◆ Given exercise ◆
Extend the article on the Sangh Parivar's cow protection campaign, starting with the sentence that follows its last paragraph.

◆ Passage provided ◆

In a shift in strategy, the Sangh Parivar resorts to multiple offensives on the social and cultural fronts.
THE design of the array of political, social and religious outfits in the Rashtriya Swayamsewak Sangh (RSS)-led Sangh Parivar is such that they can jointly and severally advance their collective ideological and organisational objectives using diverse tactics and stratagems. Multi-speak is an important component of the strategies employed by the Hindutva combine. At times these organisations adopt seemingly contradictory views on a variety of issues.
Sometimes they even put their fundamentalist slogans on the back burner in the interest of political or organisational expediency. But, even while doing so, the Parivar affiliates take forward the various facets of the central ideological theme of Hindutva, particularly at the social and cultural levels.
This aspect of the right wing has once again come to the fore through a number of initiatives taken by a clutch of Hindutva organisations, particularly the Bharatiya Janata Party (BJP), the political arm of the Sangh Parivar, and the Vishwa Hindu Parishad (VHP), its self-professed ideological sword arm.
Central to this new focus on the social and cultural manoeuvres by the Hindutva combine is the passage of a number of amendments to strengthen the Madhya Pradesh Gauvansh Pratishedh Adhiniyam (Madhya Pradesh Bovine Prohibition Act, 2004). The amendments passed by the Shivraj Singh Chauhan-led BJP government have added a new dimension to the cow protection laws existing in many States. The amendments have clauses that make even the consumption of beef illegal. It also stipulates that a person found guilty of cow slaughter will be liable to face up to seven years of imprisonment instead of the earlier provision of three years.
This renewed aggressive pursuit of the long-standing Hindutva agenda of cow protection has assumed significance at various levels. The slogan has been a key component of the pan-Hindu identity politics that the proponents of Hindutva have sought to advance for over eight decades. Since its inception in 1925, the RSS has formed a widespread network of Gau Raksha Samitis (cow protection societies) that maintain gaushalas (cowsheds), particularly in north India. These societies have a history of instigating riots over the issue of cow protection. They had apparently played a divisive role even during the freedom struggle. At the political level, cow protection has been a key theme of the BJP since the 1950s when it went by the name of Jan Sangh. The slogans on this issue promoted a divisive agenda. One oft-repeated slogan of the cow protection societies is: Cow is holy for Hindus, Muslims eat it to insult the Hindu faith. The Chauhan government’s preparations for introducing the Gau-Vansh Vadh Pratishedh (Sanshodhan) Vidheyak, 2010 (Prohibition of Slaughter of Cow Progeny (Amendment) Bill), were apparently triggered by a massive signature campaign undertaken by the VHP through its Vishwa Mangala Gou Grama Yatra, which travelled through different parts of the country in early 2010.
It is also significant that the aggressive revival of the cow protection agenda comes at a time when the BJP has apparently put its core ideological agenda, consisting of the construction of a grand Ram temple in Ayodhya, abrogation of Article 370, and the imposition of a uniform civil code, on the back burner. The BJP has not launched any aggressive campaign on these three issues for more than half a decade, since the shock defeat it suffered in the 2004 Lok Sabha elections. Clearly, political expediency has dictated this withdrawal because many of the BJP’s allies in the National Democratic Alliance (NDA), such as the Nitish Kumar-led Janata Dal (United), have expressed reservations about advancing these issues. This context has also led to some debate within the BJP, with sections arguing that the Hindutva element of the party needs to be diluted and replaced with a laissez faire, free market-oriented political thrust.

Dataset excerpt
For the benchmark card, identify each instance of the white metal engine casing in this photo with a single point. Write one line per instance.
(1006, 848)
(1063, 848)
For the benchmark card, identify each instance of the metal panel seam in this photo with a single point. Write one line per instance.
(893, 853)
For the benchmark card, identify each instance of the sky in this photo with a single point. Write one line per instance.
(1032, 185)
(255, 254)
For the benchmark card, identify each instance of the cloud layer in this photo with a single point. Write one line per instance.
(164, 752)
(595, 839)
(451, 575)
==
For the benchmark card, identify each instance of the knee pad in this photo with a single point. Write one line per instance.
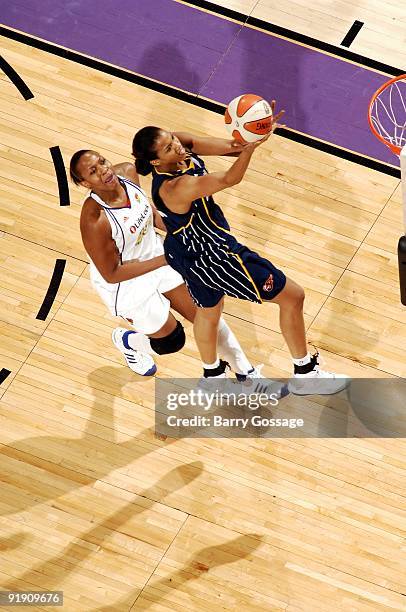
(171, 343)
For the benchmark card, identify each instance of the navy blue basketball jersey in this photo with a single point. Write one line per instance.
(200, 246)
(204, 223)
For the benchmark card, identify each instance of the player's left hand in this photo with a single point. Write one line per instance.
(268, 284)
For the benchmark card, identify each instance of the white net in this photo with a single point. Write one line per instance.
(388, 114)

◆ The result ◆
However, the Chauhan government’s move shows that while the BJP and its central leadership may not be as vocal as they used to be on the three proclaimed core ideological issues and may even discuss alternative ideas in pursuing right-wing politics, the party’s State units would continue to advance Hindutva causes, which have pronounced anti-minority dimensions, in manifold ways. It is not Madhya Pradesh alone that has traversed this path. All the States that have come under the political and organisational influence of the Sangh Parivar have shown this tendency in varying degrees. Before Chauhan’s cow protection initiative, Gujarat had come up with amendments to an Act that dealt with the prohibition of transfer of immovable property and stipulated provisions for the protection of tenants from eviction from premises in disturbed areas. The amendment gave the government the right to decide how the transaction of property in disturbed areas should take place. Given Gujarat’s track record of the past 10 years, as also the prevailing administrative climate in the State, this was obviously heavily loaded against the Muslim minority. The Chhattisgarh government’s anti-conversion Bill of 2006 had similar characteristics.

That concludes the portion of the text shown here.